▸ OBJECTIVE
Switch "carpet floor" to "rug" in the records, starting with the line that contains "Annotation task — point out every instance of the beige" and going on through the line that contains "[(310, 399)]". Return only those lines, with everything else left unchanged.

▸ EXCERPTED DATA
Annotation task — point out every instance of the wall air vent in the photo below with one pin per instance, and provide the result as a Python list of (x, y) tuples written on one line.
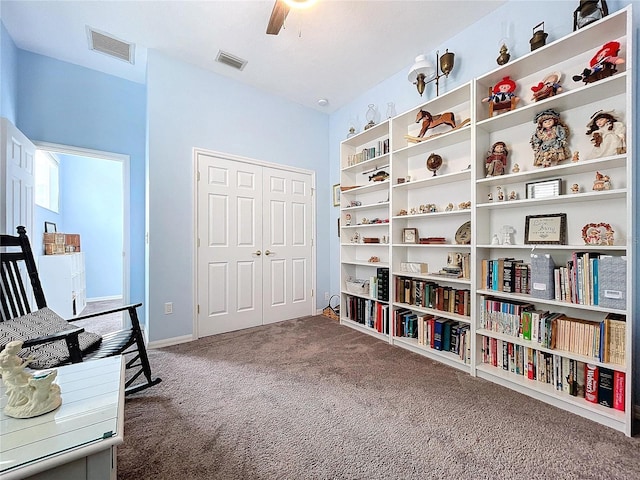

* * *

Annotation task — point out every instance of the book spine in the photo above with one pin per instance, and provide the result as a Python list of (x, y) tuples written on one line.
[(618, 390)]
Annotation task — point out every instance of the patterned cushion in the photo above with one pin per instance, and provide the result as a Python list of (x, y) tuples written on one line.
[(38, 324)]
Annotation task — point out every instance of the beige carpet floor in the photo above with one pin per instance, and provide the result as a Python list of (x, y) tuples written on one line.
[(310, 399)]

▸ RESULT OF THIS EXERCISE
Annotation task — point out every instance of the beige rug in the photo above with one pin per instance, and provide the result as a Python list of (x, y) tuples written on one line.
[(310, 399)]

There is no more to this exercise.